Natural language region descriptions
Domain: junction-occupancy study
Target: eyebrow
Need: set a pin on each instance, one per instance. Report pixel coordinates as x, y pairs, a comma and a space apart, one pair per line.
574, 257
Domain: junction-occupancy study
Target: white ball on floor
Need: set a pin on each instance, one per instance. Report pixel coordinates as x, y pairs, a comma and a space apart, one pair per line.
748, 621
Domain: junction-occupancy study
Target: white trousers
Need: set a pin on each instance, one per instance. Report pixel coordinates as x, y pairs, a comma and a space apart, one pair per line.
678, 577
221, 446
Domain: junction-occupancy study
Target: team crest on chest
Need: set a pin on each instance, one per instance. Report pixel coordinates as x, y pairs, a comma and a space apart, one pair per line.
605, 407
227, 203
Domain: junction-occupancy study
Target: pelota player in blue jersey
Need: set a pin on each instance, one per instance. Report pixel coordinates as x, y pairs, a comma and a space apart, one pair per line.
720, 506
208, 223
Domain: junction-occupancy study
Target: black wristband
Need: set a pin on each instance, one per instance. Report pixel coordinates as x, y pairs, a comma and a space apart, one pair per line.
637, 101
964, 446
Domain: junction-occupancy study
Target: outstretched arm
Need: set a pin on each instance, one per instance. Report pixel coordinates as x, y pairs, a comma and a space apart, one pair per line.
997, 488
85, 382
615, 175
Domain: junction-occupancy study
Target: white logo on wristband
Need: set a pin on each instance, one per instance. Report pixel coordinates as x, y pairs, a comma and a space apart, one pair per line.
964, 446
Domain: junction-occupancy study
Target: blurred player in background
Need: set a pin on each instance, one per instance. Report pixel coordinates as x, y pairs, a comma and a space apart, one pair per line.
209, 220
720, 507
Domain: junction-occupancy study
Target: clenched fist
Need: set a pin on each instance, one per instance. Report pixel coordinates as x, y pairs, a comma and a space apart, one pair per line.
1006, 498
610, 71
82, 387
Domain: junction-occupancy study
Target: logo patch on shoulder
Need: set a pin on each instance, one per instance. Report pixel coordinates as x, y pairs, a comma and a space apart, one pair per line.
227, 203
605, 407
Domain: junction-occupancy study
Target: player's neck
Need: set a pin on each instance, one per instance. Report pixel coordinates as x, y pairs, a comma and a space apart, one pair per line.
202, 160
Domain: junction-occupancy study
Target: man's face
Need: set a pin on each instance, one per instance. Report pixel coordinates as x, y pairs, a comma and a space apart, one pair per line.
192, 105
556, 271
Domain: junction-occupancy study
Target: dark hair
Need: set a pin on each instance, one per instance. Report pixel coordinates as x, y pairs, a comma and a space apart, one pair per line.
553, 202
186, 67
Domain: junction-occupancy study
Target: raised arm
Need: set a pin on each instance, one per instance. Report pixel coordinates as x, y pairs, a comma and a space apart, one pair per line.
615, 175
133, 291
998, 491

▸ **Task brief**
The answer is a number only: how many lines of the data above include "player"?

▸ **Answer section**
3